[[ The input open ]]

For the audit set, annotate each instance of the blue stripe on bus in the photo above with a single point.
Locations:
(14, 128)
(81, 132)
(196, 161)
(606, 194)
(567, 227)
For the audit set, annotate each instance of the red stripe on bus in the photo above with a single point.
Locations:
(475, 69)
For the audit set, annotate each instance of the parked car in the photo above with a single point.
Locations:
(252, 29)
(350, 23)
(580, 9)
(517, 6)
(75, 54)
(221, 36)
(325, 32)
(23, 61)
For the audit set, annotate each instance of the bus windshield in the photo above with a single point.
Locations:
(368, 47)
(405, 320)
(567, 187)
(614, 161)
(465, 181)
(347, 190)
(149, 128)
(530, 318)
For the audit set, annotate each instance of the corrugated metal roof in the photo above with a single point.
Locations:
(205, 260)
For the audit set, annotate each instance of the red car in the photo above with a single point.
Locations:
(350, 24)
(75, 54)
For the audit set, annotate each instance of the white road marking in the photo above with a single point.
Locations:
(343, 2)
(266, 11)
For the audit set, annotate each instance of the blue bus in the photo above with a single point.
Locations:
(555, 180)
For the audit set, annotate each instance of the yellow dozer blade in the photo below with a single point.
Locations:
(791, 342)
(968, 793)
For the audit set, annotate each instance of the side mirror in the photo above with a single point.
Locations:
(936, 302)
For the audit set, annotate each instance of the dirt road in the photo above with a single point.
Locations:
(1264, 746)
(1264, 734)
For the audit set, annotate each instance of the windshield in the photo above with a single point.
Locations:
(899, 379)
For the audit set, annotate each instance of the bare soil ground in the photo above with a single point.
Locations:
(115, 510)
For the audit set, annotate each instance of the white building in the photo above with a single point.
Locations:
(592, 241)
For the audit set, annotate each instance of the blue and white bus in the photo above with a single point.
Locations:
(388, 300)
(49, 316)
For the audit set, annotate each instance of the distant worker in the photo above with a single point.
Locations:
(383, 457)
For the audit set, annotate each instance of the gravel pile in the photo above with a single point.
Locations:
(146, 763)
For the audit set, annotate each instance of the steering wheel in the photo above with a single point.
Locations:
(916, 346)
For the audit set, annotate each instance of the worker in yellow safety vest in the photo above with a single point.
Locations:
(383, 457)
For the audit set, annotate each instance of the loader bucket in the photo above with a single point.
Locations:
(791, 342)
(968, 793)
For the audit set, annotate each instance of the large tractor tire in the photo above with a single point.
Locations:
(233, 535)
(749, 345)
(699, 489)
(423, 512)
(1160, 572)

[[ The input closed ]]

Your goal:
Please copy out each line of the material that holds the string "windshield".

Response to the task:
For the audit set, annotate each instance of the bus windshield in the photo above with a single point.
For the audit set, annotate each instance of the windshield in the photo above with a single point.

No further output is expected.